### RECORDED DATA
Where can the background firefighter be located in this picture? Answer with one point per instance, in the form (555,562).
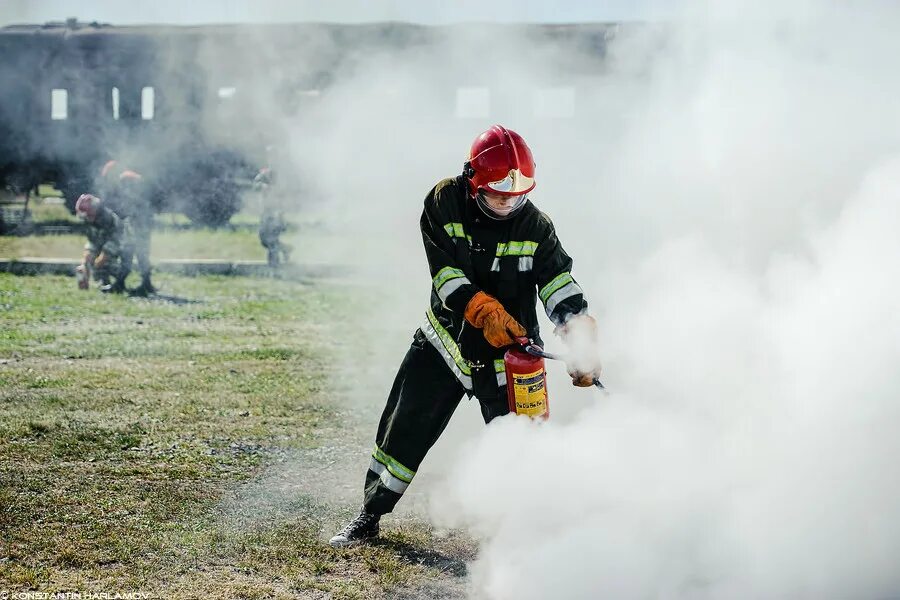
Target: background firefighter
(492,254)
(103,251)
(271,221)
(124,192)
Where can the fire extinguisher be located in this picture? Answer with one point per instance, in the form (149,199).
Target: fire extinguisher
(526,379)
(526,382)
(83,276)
######
### RECORDED DATA
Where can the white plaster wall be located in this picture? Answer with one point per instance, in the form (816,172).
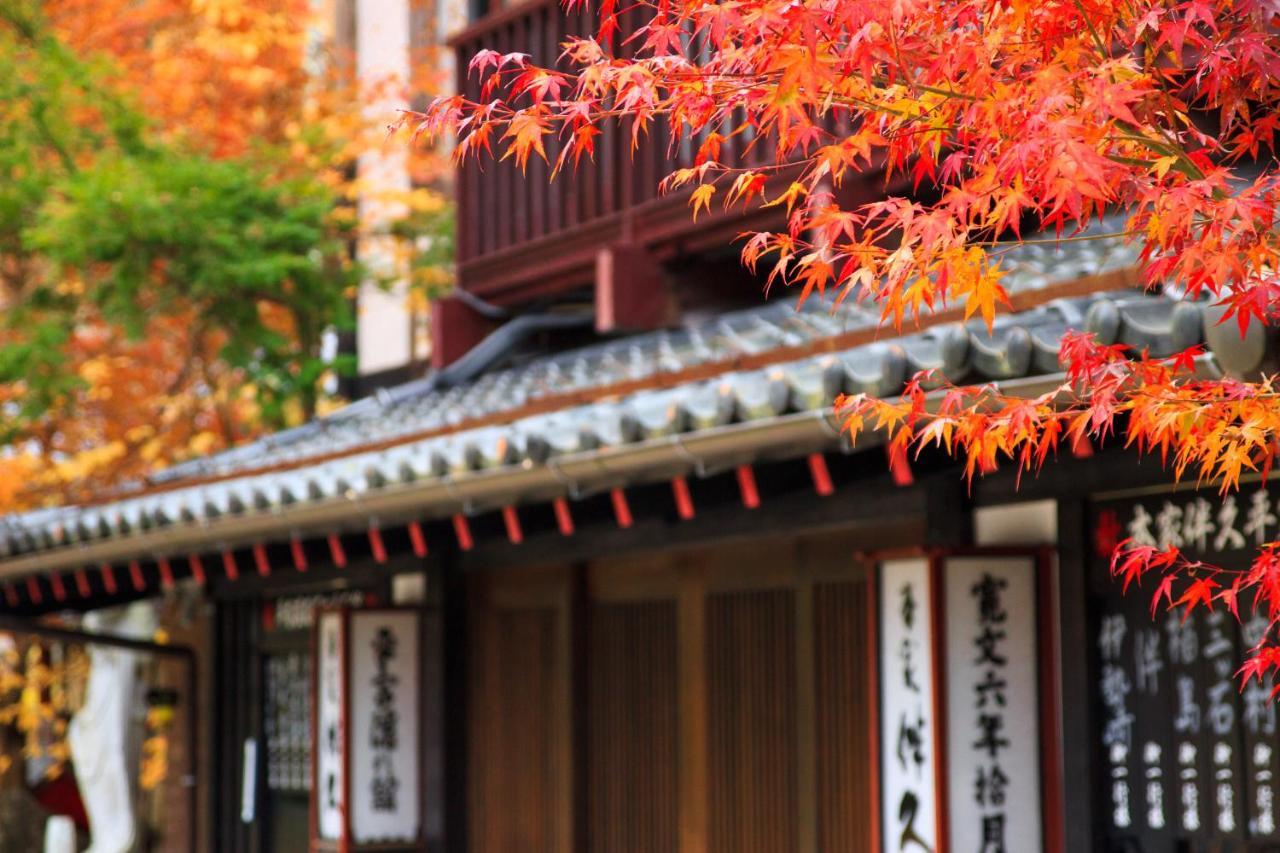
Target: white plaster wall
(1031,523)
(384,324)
######
WHAT YOU NEED TO DO:
From the data above, work out how many lines hold "point". Answer with the number alone.

EXERCISE RESULT:
3